» **The problem**
Convert the entire listing below into a Markdown table with the columns Row and Line, placing each nonblank line in its own numbered row and omitting the pictures.

*-*-*

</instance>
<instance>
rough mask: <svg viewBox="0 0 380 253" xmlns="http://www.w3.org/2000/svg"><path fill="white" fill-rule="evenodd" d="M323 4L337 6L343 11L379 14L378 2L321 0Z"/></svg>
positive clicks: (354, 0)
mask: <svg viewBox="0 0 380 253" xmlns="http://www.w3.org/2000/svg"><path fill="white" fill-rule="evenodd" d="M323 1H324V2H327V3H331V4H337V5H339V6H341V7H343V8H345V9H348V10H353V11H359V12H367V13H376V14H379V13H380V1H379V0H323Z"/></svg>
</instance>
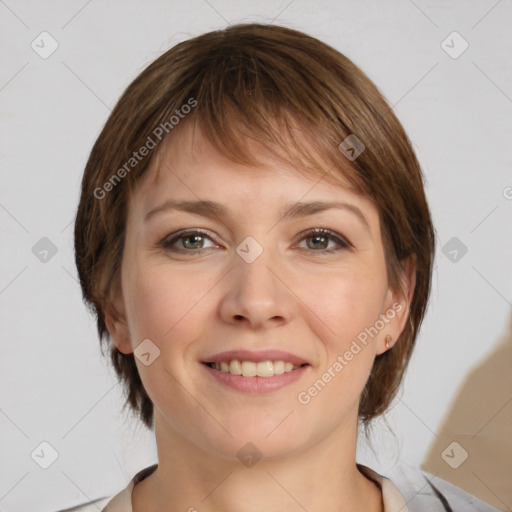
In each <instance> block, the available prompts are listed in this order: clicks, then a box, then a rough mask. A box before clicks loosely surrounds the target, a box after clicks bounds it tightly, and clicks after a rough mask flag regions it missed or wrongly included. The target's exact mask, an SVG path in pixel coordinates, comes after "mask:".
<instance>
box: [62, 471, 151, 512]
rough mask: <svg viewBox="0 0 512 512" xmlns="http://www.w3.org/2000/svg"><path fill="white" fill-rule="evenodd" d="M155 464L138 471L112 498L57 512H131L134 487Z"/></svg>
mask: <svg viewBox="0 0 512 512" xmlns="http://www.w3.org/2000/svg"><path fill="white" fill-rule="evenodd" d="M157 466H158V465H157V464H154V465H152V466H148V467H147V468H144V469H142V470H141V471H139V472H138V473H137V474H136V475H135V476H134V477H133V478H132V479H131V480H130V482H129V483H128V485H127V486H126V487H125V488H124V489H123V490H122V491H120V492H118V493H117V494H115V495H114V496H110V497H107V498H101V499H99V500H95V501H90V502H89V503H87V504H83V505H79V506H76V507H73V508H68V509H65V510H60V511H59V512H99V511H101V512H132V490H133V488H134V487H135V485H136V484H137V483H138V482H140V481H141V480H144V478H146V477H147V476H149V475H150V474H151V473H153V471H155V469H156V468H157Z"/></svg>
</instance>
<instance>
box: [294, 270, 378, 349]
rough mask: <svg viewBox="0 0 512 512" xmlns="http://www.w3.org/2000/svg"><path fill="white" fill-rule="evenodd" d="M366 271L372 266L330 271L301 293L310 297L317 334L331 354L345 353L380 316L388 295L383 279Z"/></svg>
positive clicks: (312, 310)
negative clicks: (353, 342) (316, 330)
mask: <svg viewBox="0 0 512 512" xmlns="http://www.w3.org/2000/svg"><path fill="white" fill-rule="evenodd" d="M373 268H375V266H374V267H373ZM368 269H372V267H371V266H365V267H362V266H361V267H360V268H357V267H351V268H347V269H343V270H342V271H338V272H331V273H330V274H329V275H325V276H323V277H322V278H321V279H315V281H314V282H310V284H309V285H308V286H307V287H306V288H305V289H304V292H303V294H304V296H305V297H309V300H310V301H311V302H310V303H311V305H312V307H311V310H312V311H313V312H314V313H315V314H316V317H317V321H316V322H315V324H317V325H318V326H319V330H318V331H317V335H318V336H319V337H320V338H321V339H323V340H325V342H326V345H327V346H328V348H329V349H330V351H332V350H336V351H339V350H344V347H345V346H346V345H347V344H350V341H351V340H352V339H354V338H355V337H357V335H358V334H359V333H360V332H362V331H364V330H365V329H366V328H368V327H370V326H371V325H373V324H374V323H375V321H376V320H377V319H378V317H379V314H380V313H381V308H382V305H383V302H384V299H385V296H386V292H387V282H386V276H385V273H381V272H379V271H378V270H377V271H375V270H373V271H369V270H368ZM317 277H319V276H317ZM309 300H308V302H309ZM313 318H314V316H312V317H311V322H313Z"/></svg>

*-*-*

» **Solution**
| Row | Line |
|---|---|
| 1 | </instance> |
| 2 | <instance> |
| 3 | rough mask: <svg viewBox="0 0 380 253" xmlns="http://www.w3.org/2000/svg"><path fill="white" fill-rule="evenodd" d="M323 4L337 6L343 11L379 14L378 2L321 0Z"/></svg> |
| 4 | positive clicks: (354, 0) |
| 5 | mask: <svg viewBox="0 0 380 253" xmlns="http://www.w3.org/2000/svg"><path fill="white" fill-rule="evenodd" d="M323 1H324V2H327V3H331V4H337V5H339V6H341V7H343V8H345V9H348V10H353V11H359V12H367V13H376V14H379V13H380V1H379V0H323Z"/></svg> |
| 6 | </instance> |
| 7 | In each <instance> block, the available prompts are listed in this order: clicks, then a box, then a rough mask. A box before clicks loosely surrounds the target, a box after clicks bounds it tightly, and clicks after a rough mask flag regions it missed or wrongly included. The target's exact mask, an SVG path in pixel coordinates, comes after "mask:". |
| 8 | <instance> |
| 9 | box: [62, 471, 151, 512] |
| 10 | rough mask: <svg viewBox="0 0 512 512" xmlns="http://www.w3.org/2000/svg"><path fill="white" fill-rule="evenodd" d="M155 464L138 471L112 498L57 512H131L134 487Z"/></svg> |
| 11 | mask: <svg viewBox="0 0 512 512" xmlns="http://www.w3.org/2000/svg"><path fill="white" fill-rule="evenodd" d="M157 466H158V465H157V464H154V465H152V466H148V467H147V468H144V469H142V470H141V471H139V472H138V473H137V474H136V475H135V476H134V477H133V478H132V479H131V480H130V482H129V483H128V485H127V486H126V487H125V488H124V489H123V490H122V491H120V492H118V493H117V494H115V495H114V496H110V497H107V498H101V499H99V500H95V501H90V502H89V503H87V504H83V505H79V506H76V507H73V508H68V509H65V510H60V511H59V512H99V511H101V512H132V490H133V488H134V487H135V485H136V484H137V483H138V482H140V481H141V480H144V478H146V477H147V476H149V475H150V474H151V473H153V471H155V469H156V468H157Z"/></svg> |
| 12 | </instance> |
| 13 | <instance> |
| 14 | box: [294, 270, 378, 349] |
| 15 | rough mask: <svg viewBox="0 0 512 512" xmlns="http://www.w3.org/2000/svg"><path fill="white" fill-rule="evenodd" d="M366 271L372 266L330 271L301 293L310 297L317 334L331 354L345 353L380 316L388 295L383 279Z"/></svg> |
| 16 | positive clicks: (312, 310) |
| 17 | negative clicks: (353, 342) (316, 330) |
| 18 | mask: <svg viewBox="0 0 512 512" xmlns="http://www.w3.org/2000/svg"><path fill="white" fill-rule="evenodd" d="M373 268H375V266H374V267H373ZM368 269H372V267H371V266H365V267H362V266H361V267H360V268H357V267H351V268H347V269H343V270H342V271H338V272H331V273H330V274H329V275H325V276H323V277H322V278H321V279H315V281H314V282H310V284H309V285H308V286H307V287H306V288H305V289H304V292H303V294H304V296H305V297H309V300H310V301H311V302H310V303H311V305H312V307H311V310H312V311H313V312H314V313H315V314H316V317H317V321H316V322H315V324H317V325H318V326H319V330H318V331H317V335H318V336H319V337H320V338H321V339H323V340H325V342H326V345H327V346H328V348H329V349H330V351H332V350H336V351H339V350H344V347H345V346H346V345H347V344H350V341H351V340H352V339H354V338H355V337H357V335H358V334H359V333H360V332H362V331H364V330H365V329H366V328H368V327H370V326H371V325H373V324H374V323H375V321H376V320H377V319H378V317H379V314H380V313H381V308H382V305H383V302H384V299H385V296H386V292H387V282H386V276H385V273H381V272H379V271H378V270H377V271H375V270H373V271H369V270H368ZM317 277H319V276H317ZM309 300H308V302H309ZM313 318H314V316H312V317H311V322H313Z"/></svg> |